▸ Required work: Every line of the material below should be repeated exactly.

▸ Records for the exercise:
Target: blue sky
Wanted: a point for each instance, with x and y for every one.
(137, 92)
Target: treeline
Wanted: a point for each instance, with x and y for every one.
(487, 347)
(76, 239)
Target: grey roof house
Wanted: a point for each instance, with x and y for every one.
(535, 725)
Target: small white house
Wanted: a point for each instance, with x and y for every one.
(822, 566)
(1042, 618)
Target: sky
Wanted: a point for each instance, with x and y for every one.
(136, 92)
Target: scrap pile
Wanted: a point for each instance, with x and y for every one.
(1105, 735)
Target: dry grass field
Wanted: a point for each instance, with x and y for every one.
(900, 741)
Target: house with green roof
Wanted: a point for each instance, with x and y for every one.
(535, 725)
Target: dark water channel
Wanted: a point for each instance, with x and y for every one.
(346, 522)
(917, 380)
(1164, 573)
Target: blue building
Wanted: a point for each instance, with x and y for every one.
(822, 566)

▸ Written solution:
Target: blue sky
Wanted: a point for each instance, with x and y for every one.
(137, 92)
Target: treeline
Wanted: a point for each instance, with x and y for every one.
(487, 347)
(76, 239)
Target: grey roof house
Wanted: a point for each instance, with x and y for every one.
(535, 725)
Target: small white house
Wanted: a point for each instance, with x and y for every one.
(822, 566)
(1042, 618)
Target: sky
Wanted: a point for each instance, with x and y for every one.
(136, 92)
Target: scrap pile
Wanted: a point for each instance, with x and y for every one.
(1105, 735)
Target: dry grass field
Wanted: a point for each instance, with x and y for every one.
(900, 741)
Target: house with green roof
Wanted: a point for each instance, with x and y for every one.
(535, 725)
Target: dark water channel
Wanted: a point for each instance, with x and y for every one.
(346, 522)
(917, 380)
(1164, 573)
Target: blue building
Wanted: a point for each instance, with x and y for every one.
(822, 566)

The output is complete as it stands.